* WHAT THE EXERCISE ASKS
From the line with "Each instance of the tree receives" down to the final line of the material below, quote every line exactly and leave out all lines before it.

══════

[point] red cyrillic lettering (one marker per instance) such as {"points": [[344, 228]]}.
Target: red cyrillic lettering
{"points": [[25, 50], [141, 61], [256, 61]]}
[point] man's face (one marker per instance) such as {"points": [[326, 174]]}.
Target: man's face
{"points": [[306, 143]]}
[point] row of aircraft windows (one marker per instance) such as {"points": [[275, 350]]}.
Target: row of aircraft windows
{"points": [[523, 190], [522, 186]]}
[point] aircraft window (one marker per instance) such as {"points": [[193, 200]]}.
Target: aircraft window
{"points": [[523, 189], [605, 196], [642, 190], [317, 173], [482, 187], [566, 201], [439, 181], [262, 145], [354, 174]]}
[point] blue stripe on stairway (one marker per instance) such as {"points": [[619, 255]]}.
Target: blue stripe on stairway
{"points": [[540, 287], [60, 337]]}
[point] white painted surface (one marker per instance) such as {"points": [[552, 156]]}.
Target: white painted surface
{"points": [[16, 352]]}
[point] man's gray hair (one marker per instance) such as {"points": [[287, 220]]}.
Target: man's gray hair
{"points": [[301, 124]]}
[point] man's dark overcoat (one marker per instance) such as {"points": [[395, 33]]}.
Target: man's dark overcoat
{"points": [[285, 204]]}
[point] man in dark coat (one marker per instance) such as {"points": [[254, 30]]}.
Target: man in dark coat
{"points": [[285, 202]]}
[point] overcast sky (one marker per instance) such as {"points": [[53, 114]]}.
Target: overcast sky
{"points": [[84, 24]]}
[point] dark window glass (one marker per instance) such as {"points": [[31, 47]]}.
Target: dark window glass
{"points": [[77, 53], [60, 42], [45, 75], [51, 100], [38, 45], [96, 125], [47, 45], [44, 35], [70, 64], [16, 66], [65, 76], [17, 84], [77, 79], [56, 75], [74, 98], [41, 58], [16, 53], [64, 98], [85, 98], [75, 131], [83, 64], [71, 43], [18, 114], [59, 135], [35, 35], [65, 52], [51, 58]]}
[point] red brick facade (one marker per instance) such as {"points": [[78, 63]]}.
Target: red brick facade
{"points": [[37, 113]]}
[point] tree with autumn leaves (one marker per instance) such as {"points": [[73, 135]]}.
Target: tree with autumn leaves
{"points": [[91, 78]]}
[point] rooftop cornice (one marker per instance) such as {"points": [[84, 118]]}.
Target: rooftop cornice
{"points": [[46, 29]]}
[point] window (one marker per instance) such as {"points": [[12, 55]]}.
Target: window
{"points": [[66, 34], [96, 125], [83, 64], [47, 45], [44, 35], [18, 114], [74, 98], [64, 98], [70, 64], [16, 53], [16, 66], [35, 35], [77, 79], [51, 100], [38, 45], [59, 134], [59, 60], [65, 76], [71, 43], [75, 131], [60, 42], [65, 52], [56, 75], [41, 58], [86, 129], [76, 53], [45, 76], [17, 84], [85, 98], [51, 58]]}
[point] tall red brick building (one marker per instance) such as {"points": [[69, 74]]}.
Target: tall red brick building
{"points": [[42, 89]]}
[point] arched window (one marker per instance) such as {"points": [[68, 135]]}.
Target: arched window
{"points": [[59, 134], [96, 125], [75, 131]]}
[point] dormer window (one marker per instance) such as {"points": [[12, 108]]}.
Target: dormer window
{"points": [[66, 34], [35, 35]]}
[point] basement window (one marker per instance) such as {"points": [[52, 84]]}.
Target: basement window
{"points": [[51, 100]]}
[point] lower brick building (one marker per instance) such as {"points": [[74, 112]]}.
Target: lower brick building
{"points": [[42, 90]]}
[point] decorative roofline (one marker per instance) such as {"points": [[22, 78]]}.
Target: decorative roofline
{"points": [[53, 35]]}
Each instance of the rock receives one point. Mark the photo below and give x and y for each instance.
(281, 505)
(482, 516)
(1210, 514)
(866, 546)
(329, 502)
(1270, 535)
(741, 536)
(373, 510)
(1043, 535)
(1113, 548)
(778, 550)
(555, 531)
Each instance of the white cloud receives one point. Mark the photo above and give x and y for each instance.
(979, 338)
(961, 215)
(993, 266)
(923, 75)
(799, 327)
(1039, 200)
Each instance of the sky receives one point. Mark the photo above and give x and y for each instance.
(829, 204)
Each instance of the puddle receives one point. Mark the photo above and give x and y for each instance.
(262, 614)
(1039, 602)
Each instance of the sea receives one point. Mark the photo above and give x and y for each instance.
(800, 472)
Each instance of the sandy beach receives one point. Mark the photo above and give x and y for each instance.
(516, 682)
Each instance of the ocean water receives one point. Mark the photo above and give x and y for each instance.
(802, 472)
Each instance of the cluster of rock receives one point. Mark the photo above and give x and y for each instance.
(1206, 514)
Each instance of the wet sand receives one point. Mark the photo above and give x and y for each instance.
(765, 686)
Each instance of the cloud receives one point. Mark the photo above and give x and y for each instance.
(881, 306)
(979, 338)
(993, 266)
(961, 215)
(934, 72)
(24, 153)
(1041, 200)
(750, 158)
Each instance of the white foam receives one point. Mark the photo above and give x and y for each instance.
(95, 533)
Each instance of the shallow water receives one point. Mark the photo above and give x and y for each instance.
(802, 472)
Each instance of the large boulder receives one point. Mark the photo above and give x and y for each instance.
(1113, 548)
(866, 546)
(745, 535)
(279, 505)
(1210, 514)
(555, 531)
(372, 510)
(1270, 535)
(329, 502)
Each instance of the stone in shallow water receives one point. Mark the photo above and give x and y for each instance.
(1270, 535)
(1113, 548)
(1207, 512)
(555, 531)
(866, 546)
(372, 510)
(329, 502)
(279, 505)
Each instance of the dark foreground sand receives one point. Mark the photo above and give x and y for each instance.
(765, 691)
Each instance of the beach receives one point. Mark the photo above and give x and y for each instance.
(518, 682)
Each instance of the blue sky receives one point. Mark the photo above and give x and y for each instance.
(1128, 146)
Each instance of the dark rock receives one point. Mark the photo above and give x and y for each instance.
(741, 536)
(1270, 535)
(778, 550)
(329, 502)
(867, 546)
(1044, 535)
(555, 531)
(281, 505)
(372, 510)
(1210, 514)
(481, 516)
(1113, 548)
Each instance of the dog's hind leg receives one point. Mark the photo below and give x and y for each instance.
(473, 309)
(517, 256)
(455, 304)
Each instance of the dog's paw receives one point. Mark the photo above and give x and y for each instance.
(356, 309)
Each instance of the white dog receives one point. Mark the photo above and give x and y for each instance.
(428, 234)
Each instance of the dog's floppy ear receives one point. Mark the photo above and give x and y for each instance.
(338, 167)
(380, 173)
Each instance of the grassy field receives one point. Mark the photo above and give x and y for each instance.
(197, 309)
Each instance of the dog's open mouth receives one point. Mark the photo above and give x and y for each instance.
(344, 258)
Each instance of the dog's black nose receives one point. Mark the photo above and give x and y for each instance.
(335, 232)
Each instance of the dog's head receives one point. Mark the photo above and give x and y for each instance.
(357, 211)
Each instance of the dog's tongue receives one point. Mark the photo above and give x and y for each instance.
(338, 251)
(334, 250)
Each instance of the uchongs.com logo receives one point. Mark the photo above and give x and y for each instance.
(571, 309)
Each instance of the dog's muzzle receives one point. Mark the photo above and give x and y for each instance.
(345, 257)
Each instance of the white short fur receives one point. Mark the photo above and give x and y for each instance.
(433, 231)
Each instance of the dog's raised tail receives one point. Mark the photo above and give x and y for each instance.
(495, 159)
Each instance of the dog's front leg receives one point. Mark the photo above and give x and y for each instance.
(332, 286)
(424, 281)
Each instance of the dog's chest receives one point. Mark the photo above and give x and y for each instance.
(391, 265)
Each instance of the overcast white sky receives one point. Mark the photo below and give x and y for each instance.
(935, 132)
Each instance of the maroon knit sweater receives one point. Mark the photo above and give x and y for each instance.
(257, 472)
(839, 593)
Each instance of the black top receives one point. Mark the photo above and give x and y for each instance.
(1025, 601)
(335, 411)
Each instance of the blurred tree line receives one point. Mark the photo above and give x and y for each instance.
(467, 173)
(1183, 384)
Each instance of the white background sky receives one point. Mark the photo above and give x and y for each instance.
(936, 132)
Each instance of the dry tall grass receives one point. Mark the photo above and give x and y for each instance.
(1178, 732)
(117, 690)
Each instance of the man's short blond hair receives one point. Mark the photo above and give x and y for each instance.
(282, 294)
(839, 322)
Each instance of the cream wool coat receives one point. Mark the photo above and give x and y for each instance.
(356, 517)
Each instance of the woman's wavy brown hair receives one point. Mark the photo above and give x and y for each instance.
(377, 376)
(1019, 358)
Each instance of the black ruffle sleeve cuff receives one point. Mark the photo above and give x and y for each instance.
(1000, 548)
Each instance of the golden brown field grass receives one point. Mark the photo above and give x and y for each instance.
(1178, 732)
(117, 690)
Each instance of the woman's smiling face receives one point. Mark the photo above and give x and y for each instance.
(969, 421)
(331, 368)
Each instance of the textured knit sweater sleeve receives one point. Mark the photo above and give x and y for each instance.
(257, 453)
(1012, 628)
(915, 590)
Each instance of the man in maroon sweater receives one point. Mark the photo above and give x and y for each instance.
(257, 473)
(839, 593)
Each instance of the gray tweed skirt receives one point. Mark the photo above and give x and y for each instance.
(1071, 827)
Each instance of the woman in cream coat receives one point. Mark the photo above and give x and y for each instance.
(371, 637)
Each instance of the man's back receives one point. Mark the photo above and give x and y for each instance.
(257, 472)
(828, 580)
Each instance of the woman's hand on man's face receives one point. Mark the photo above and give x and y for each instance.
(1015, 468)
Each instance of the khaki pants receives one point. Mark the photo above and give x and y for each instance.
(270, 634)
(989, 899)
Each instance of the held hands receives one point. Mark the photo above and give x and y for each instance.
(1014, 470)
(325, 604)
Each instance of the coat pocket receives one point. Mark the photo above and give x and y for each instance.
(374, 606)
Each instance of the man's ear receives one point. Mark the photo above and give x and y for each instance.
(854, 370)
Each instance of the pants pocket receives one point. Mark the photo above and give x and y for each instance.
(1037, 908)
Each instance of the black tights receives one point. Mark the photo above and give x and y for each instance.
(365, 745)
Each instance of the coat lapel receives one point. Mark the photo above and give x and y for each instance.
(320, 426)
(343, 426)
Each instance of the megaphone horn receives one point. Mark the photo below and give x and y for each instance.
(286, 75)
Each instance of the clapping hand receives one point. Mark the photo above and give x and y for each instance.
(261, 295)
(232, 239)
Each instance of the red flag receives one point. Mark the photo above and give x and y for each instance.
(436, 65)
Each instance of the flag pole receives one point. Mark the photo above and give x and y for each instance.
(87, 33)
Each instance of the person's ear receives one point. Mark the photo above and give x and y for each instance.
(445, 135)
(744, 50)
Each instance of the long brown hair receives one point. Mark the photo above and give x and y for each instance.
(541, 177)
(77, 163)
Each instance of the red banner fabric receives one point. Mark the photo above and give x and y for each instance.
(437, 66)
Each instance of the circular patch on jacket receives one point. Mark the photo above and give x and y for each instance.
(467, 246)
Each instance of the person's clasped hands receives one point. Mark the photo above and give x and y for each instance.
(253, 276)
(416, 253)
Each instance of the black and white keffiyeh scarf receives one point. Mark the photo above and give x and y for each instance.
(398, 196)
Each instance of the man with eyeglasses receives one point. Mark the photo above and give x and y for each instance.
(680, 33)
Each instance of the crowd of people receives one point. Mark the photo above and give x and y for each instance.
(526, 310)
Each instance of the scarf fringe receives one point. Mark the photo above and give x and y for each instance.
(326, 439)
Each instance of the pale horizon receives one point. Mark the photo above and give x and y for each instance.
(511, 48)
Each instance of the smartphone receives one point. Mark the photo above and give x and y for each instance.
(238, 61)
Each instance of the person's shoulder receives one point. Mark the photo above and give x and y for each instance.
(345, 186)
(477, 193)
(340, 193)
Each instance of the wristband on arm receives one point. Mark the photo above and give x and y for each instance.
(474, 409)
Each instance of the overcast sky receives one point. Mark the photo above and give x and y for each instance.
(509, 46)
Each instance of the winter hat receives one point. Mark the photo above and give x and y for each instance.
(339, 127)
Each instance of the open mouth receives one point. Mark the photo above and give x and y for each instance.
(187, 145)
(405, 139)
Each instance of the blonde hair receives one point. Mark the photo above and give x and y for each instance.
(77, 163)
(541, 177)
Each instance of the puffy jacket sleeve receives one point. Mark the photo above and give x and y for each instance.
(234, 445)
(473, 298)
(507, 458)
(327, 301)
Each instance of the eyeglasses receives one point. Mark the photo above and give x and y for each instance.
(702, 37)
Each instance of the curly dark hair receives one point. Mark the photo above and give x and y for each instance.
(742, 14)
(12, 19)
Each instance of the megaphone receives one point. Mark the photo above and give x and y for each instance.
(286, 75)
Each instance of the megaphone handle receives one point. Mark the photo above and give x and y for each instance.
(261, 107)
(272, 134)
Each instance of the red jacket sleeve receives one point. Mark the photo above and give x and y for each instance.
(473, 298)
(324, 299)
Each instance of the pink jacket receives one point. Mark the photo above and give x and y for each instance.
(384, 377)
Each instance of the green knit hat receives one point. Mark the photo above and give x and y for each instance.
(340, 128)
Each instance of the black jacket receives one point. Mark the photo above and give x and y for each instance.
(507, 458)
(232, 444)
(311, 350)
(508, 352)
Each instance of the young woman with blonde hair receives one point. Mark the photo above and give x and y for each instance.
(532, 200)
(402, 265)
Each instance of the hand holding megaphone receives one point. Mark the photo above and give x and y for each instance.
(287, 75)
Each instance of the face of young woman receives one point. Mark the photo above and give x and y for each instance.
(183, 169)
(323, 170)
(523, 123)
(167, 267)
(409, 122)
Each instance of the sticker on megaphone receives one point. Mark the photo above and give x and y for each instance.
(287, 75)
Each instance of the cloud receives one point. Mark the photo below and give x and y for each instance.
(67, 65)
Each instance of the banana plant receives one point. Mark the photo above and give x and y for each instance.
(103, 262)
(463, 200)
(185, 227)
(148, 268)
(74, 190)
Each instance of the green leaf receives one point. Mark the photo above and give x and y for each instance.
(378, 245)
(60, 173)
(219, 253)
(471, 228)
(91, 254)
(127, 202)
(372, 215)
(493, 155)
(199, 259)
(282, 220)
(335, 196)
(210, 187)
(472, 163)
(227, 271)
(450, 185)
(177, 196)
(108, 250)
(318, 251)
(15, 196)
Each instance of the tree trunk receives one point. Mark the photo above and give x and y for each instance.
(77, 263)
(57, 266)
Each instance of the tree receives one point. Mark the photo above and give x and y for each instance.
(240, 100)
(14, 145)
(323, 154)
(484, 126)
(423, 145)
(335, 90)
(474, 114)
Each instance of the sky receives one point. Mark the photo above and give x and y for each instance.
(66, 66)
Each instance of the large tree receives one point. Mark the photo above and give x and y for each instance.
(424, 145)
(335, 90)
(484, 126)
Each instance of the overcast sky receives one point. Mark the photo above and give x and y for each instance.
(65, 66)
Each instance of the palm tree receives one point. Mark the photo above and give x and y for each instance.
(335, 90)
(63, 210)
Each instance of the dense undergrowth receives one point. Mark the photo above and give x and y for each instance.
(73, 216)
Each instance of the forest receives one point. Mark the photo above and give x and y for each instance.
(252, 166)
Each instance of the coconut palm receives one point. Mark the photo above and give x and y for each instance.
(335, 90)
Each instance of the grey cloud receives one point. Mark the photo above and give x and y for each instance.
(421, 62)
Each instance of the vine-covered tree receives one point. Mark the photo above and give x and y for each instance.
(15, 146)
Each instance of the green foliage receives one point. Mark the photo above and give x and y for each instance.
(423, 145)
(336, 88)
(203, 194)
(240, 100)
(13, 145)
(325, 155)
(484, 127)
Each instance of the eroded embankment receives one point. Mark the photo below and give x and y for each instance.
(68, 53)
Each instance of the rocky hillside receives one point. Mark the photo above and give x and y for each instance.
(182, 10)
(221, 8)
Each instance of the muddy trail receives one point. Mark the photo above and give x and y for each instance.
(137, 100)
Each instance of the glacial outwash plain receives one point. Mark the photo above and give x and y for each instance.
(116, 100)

══════

* PROBLEM SOLUTION
Each instance of the tree receives one point. Mark the photo above and give x and y for each instance.
(240, 100)
(14, 145)
(323, 154)
(484, 126)
(423, 145)
(335, 90)
(474, 114)
Each instance of the sky receives one point. Mark the photo above and give x and y for each instance.
(66, 66)
Each instance of the large tree receives one point. Mark the photo above and give x and y for each instance.
(424, 145)
(335, 90)
(484, 126)
Each instance of the overcast sky receives one point. Mark the photo above and give x and y for each instance.
(65, 66)
Each instance of the palm tree receives one point. Mark the photo above and give x and y for each instance.
(335, 90)
(63, 210)
Each instance of the dense undergrowth receives one point. Mark the photo above and give x and y for each instance.
(73, 216)
Each instance of the forest receives one point. Mark the photo above and give x and y for each instance.
(252, 166)
Each instance of the coconut palm receives one point. Mark the photo above and give x and y for each instance.
(335, 90)
Each instance of the grey cloud receives one point. Mark the photo above and give x and y for each instance.
(421, 62)
Each instance of the vine-covered tree receives one point. Mark the photo above and give x and y for each instance.
(15, 146)
Each instance of the green foliage receives one point. Mark the photo above and give x and y for each instance.
(423, 145)
(336, 88)
(203, 194)
(240, 100)
(13, 145)
(325, 155)
(484, 127)
Each instance of the eroded embankment receives one point. Mark the photo below and give x and y for each instance.
(68, 53)
Each instance of the rocky hillside receives one point. Mark the photo above and give x and y for each instance.
(182, 10)
(221, 8)
Each instance of the muddy trail receives one point. Mark the photo above and give x and y for each instance.
(137, 100)
Each instance of the glacial outwash plain receives one point. Mark the photo above and give x and y for each instance.
(116, 100)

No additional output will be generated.